§ FRAGMENTO CITADO:
────────────────────────────────────────

La fama de ser “el país donde nunca pasa nada” es explicable gracias al sistema de complicidades e impunidades que ha regido durante muchos sexenios y al cual se han acogido un buen número de gobernantes, funcionarios y empresarios. Esto lo reconoció explícitamente el ex presidente Miguel de la Madrid durante la entrevista que le hizo la periodista Carmen Aristegui; a la pregunta: “¿La justicia estorba para ejercer el poder?”, la respuesta fue: “A veces sí.” Y cuando la interrogante fue: “¿La impunidad es condición necesaria para que la maquinaria siga funcionando en México?”, contestó: “Sí”; y todavía fue más allá Aristegui al comentar: “Es tremendo lo que dice, es dramático”, a lo que siguió otra escueta respuesta de “sí” por parte de De la Madrid. Esta información apareció en el artículo de Ramón Alberto Garza, “MMH enjuicia: los Salinas, corruptos e inmorales”, publicado en Reporte Índigo del 13 de mayo de 2009. En realidad no era nuevo lo que supimos en palabras del ex presidente, pero sí fue un caso único de sinceridad con la que se expresó. Después, bajo coacción, prefirió retractarse, hecho que reafirmó aún más lo ya sabido. Surge la pregunta: ¿Y después de formular esta y otras denuncias se abrió algún proceso judicial o pasó algo? La respuesta, también escueta, es no.

Pero en este país del “nunca pasa nada” sí han pasado cosas, y lo demostraron Hidalgo y Madero, quienes levantaron en armas a un pueblo. Un agorero que gustara de la historia cíclica profetizaría que en 2010 alguien provocará un movimiento reivindicador; es muy poco probable. Una cosa es segura: en caso de violencia todos perderemos.


“Aunque sea sólo cambio, pues es lo que más se necesita en este país: cambio”

Una de las características de la idiosincrasia del mexicano es su proclividad a lo festivo. Este año de 2010 el gobierno ha hecho resonar, y mucho, los próximos aniversarios de la Independencia y la Revolución. Con base en el artículo de Jorge Ricardo, “Anuncian celebraciones 2010”, del diario Reforma del 27 de mayo de 2009, los festejos tendrán expresiones cívicas, académicas, editoriales, deportivas, artísticas y de infraestructura. Sin duda se trata de un plausible esfuerzo. El pueblo de México acompañará al gobierno a festejar, igual que en 1910.

────────────────────────────────────────

§ MATERIAL DE DATOS:
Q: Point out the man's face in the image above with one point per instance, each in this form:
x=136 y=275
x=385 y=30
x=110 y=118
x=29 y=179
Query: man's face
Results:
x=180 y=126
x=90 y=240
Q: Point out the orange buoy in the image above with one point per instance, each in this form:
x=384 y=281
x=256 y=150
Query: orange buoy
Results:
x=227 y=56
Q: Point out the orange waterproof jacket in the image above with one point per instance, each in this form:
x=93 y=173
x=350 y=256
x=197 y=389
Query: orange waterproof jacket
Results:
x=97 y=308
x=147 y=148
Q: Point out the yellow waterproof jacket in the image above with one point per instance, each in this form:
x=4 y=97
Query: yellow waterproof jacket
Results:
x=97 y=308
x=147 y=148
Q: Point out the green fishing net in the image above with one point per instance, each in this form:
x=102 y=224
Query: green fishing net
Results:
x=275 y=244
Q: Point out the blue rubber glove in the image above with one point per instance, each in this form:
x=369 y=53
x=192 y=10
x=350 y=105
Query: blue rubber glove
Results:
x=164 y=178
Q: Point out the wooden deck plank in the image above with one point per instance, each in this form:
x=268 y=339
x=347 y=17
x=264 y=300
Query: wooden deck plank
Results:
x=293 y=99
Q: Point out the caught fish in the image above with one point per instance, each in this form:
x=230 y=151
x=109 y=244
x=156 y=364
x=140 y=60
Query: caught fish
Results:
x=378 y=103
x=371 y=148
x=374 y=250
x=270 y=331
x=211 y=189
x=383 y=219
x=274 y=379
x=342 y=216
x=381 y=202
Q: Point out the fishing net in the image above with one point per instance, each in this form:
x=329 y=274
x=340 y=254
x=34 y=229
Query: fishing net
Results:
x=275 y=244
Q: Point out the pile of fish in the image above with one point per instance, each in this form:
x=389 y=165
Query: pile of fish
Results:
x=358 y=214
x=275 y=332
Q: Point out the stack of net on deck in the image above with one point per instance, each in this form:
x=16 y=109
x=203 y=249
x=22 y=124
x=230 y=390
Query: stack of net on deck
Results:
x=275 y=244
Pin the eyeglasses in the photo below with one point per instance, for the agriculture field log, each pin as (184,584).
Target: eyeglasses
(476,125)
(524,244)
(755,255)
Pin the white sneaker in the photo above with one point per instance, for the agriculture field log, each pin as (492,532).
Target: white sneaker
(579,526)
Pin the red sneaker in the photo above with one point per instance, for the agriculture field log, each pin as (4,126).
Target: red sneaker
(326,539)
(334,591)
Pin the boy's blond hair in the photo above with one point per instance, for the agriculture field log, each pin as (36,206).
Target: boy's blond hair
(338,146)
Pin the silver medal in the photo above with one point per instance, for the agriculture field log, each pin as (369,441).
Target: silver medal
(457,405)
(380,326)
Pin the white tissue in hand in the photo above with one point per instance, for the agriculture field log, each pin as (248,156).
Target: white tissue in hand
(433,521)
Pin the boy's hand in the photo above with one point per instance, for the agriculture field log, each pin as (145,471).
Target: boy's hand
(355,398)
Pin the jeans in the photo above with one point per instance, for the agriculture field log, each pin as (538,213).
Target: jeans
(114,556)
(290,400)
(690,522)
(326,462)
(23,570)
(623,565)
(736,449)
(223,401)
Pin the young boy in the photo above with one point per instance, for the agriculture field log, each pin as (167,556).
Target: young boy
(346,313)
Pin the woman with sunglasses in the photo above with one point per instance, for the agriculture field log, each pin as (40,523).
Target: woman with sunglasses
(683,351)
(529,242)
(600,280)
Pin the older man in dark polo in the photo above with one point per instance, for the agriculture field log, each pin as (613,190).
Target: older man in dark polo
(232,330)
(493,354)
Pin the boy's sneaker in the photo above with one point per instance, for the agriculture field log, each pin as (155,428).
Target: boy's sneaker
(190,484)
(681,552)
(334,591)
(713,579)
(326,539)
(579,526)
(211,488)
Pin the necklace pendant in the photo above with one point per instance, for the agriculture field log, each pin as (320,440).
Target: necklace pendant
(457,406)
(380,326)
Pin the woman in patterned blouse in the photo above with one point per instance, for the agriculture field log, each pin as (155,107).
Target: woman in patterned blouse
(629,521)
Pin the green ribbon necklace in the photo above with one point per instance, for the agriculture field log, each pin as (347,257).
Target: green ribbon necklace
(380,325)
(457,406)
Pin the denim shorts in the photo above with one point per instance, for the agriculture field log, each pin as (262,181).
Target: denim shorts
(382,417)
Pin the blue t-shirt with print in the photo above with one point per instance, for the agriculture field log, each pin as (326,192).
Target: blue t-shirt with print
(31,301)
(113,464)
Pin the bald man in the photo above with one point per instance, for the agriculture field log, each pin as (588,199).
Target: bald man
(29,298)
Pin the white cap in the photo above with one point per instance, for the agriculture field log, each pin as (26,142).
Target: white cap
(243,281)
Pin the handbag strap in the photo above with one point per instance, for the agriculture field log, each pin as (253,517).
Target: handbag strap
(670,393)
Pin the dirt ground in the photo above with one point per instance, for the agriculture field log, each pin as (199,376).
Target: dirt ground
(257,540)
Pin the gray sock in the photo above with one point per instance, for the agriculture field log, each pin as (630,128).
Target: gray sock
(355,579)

────────────────────────────────────────

§ EJERCICIO A: Según el texto sobre la impunidad en México, ¿en qué publicación y en qué fecha apareció el artículo de Ramón Alberto Garza?
§ EJERCICIO B: Por favor, prosigue el texto sobre la impunidad y los festejos de 2010 en México a partir de su última oración.

§ RESULTADO ESPERADO A: En Reporte Índigo, el 13 de mayo de 2009.

§ RESULTADO ESPERADO B:
Sin embargo, con festejos o sin ellos, no podremos olvidar que para lograr una vida digna para todos habremos de remontar pronunciadas cuestas. Considero que la más empinada será el desmontar el intrincado sistema de abusos, complicidades, corrupción e impunidad; es alto el grado de utopía que esto lleva implícito, pero urge empezar. No hay recetas para tal empresa, pero es seguro que se debe eliminar todo camino que implique violencia. Los primeros pasos tendrá que darlos el presidente de la República y, con él, los tres órdenes de gobierno; expresando una voluntad de cambio que inequívocamente vaya acompañado de acciones efectivas. Necesitamos una sociedad regida por valores éticos, por ideas humanistas que reemplacen al individualismo y al utilitarismo, ideologías que han postrado a millones de compatriotas y con ellos a la nación mexicana.

Saber que ya empezó realmente la marcha que nos conducirá a una sociedad más justa, ameritaría una celebración mucho mayor que las que están en curso. Mientras tanto, y después de 2010, serán los miembros de las elites quienes seguirán celebrando sus privilegios, con o sin conmemoraciones; ellos han sido –hasta ahora– los auténticos y permanentes celebradores.